--- WHAT YOU NEED TO DO ---
- a) Check these statements against the text about the film Tunda. Answer yes or no for each one, and quote the words from the text that decide it. (i) The project works together with Indigenous communities of the Colombian Andean-Amazon. (ii) Only eating the plant, not smelling it, can cause hallucinations. (iii) The formless layer of the forest is felt on sunny days.
- b) Translate this sentence from the text about the film Tunda into Spanish: "This formless layer of the forest is only felt in misty days and through the smells of the jungle."

--- EXTRACT ---

Ongoing film and Video Installation. 2023 - 2025

Tunda is a meandering film that shines a light on modes of plant-human alliances through field recordings, multispectral video, and smell. The project builds on a cooperation with Indigenous communities of the Colombian Andean-Amazon. This time, we focus on the ethnomedicinal practices of the Kamnësnta and Inga people of Colombia’s Southwest who still maintain a close relation to a rare and potent plant called Methysticodendron amesianum from the Burgmansia family.

Locally known as Borrachero Andaki, the toxicity of the tropane alkaloids found on this rare flower have rendered it a deadly and divine being at once. Ingesting -or even smelling it- can cause severe hallucinations and temporary loss of memory. In fact, the ancient Andaki tribes used the plant’s smell to deter Spanish Colonial armies before moving their ancestral villages to an alternative dimension of the forest, co-inhabited by invisible forest dwellers. This formless layer of the forest is only felt in misty days and through the smells of the jungle. Paradoxically, while Burgmansia flowers resemble indigenous resistance, they have also infiltrated European gardens since the XIX century with smells that transport the Andaki ① tribes through a backchannel of unintended colonization.

--- DATA SHOWN ---

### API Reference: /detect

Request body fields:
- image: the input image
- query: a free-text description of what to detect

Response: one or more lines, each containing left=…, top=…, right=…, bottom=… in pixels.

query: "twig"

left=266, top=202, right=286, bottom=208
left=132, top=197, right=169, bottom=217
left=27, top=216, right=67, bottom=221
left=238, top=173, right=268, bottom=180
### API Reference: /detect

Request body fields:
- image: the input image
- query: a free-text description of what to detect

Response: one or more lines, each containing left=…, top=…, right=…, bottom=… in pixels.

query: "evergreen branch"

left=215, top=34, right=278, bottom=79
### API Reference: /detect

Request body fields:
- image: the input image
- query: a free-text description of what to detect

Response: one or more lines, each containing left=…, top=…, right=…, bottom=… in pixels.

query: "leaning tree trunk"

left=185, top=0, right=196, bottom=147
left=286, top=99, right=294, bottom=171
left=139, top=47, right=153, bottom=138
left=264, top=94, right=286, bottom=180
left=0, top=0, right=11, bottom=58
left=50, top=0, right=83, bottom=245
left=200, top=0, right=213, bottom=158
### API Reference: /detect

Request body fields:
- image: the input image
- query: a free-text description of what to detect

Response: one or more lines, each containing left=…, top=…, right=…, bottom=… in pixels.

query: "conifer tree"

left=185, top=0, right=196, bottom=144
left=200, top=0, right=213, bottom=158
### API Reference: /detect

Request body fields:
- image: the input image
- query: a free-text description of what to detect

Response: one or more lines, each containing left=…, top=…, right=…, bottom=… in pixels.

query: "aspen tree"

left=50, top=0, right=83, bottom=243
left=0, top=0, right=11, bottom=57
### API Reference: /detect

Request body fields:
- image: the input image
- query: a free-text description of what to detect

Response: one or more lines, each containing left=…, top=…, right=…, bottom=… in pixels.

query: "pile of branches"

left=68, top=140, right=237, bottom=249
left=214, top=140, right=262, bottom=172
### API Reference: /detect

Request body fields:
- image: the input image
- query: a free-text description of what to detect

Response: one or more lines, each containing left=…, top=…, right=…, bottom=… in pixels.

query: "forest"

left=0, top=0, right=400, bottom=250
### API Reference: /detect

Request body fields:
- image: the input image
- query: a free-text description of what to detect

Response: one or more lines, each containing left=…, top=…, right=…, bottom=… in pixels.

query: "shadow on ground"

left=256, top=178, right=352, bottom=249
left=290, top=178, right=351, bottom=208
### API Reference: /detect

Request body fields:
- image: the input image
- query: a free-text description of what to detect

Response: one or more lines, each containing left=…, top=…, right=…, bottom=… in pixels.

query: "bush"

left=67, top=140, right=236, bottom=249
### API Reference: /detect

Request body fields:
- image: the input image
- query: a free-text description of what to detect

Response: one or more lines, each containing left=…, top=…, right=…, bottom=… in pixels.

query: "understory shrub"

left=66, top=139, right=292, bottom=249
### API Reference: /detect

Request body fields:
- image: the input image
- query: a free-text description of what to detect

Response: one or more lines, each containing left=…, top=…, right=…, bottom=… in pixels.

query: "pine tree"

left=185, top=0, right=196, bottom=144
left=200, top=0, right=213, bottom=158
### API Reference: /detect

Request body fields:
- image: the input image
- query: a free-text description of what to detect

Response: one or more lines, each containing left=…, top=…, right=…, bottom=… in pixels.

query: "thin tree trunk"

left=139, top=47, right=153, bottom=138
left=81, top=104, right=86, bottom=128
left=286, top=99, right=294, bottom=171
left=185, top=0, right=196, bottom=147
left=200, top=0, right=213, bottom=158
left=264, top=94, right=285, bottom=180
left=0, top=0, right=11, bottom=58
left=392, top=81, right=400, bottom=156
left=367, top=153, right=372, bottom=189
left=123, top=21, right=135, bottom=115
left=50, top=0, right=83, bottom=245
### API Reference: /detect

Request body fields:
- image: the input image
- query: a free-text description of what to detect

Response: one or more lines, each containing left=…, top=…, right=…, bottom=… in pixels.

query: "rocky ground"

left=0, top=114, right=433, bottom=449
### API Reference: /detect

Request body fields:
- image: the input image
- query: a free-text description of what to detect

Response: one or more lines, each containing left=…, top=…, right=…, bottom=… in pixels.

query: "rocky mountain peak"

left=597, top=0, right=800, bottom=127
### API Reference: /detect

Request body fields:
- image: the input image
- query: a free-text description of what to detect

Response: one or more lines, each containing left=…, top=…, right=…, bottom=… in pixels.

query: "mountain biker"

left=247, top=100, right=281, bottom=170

---

--- ANSWERS GIVEN ---
- a)
(i) Yes: "The project builds on a cooperation with Indigenous communities of the Colombian Andean-Amazon."
(ii) No: "Ingesting -or even smelling it- can cause severe hallucinations and temporary loss of memory."
(iii) No: "This formless layer of the forest is only felt in misty days and through the smells of the jungle."

- b) Esta capa sin forma del bosque solo se siente en los días de niebla y a través de los olores de la selva.